## [Instructions to follow]
Up to and including the line containing "for every instance of the beach", set down each line of the entries below exactly, starting from the first, and leave out the rest.

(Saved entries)
──────────
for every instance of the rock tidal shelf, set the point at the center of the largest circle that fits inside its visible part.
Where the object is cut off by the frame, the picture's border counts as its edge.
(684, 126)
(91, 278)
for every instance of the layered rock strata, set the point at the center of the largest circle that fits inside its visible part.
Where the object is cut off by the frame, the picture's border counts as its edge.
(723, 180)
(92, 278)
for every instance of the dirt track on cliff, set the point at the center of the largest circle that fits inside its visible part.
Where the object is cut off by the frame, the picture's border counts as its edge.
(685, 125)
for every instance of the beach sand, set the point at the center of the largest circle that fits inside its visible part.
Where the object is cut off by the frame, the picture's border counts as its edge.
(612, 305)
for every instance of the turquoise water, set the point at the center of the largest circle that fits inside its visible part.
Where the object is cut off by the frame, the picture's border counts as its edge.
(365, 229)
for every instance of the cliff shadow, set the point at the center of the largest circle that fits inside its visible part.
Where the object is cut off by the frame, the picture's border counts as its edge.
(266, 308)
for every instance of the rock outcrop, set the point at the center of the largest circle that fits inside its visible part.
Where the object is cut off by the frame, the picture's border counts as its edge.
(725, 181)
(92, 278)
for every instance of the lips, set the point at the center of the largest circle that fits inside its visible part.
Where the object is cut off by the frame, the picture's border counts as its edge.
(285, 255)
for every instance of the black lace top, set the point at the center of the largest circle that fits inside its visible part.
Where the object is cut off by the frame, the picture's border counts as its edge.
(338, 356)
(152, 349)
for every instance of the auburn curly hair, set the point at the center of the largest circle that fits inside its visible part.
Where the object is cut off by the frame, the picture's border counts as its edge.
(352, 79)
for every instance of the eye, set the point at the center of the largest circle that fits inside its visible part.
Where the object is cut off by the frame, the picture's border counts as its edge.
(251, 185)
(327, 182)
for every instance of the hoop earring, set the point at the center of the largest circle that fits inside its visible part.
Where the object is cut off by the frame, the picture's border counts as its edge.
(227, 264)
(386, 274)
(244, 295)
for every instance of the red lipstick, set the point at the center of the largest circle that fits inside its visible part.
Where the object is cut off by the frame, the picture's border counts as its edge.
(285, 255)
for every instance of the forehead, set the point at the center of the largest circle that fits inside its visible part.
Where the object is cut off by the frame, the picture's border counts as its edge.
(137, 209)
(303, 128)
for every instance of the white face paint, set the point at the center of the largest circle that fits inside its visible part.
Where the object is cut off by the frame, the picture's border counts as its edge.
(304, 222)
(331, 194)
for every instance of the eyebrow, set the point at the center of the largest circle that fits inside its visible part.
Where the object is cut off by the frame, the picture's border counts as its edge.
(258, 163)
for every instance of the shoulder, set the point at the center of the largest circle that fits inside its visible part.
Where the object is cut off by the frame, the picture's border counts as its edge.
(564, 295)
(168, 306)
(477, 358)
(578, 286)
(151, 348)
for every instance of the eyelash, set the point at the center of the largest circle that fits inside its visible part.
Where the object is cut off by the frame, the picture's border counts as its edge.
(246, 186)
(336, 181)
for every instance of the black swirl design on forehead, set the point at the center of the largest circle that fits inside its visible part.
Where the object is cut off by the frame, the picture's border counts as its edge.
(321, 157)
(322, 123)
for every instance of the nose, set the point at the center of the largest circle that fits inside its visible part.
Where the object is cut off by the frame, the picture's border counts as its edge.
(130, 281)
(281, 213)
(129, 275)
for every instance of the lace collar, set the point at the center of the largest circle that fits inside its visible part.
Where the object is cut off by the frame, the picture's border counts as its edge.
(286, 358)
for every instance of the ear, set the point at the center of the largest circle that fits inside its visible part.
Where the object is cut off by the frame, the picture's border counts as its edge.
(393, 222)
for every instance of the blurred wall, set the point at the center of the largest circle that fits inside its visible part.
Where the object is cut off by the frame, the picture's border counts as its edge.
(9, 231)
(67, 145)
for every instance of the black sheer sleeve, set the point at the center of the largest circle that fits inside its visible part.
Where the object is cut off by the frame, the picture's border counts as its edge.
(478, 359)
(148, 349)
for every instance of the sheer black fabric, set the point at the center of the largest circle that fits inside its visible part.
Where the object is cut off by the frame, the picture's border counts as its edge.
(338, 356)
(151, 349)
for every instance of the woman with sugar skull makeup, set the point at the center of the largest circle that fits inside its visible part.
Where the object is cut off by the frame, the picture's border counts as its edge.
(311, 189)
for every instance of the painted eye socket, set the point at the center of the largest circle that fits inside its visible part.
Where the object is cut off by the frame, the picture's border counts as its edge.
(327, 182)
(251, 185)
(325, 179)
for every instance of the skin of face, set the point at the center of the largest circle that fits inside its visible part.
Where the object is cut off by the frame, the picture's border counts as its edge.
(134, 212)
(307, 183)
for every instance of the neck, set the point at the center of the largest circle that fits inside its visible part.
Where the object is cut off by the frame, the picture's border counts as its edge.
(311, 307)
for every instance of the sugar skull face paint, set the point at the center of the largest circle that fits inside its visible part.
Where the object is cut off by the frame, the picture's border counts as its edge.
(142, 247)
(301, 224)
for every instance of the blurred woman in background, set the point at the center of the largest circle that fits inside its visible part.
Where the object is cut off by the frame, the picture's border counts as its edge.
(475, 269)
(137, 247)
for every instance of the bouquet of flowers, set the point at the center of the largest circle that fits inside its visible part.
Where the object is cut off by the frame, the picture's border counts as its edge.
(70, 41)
──────────
## [Answer section]
for every instance of the rock tidal shelf, set the point at the center of the largest circle that fits inside its visible part.
Where the object is cut off by the frame, the picture's border counts as its edge.
(684, 126)
(91, 278)
for every instance of the layered rock strata, set the point at the center of the largest circle that fits inside its visible part.
Where the object is cut off by the frame, the picture's border counts as its edge.
(723, 180)
(92, 278)
for every instance of the dirt track on cliff, set the point at the center of the largest circle that fits inside its visible part.
Where the object is cut off by the frame, the picture's border counts as its edge.
(685, 125)
for every instance of the beach sand, set the point at the center of the largest circle that fits inside its visible part.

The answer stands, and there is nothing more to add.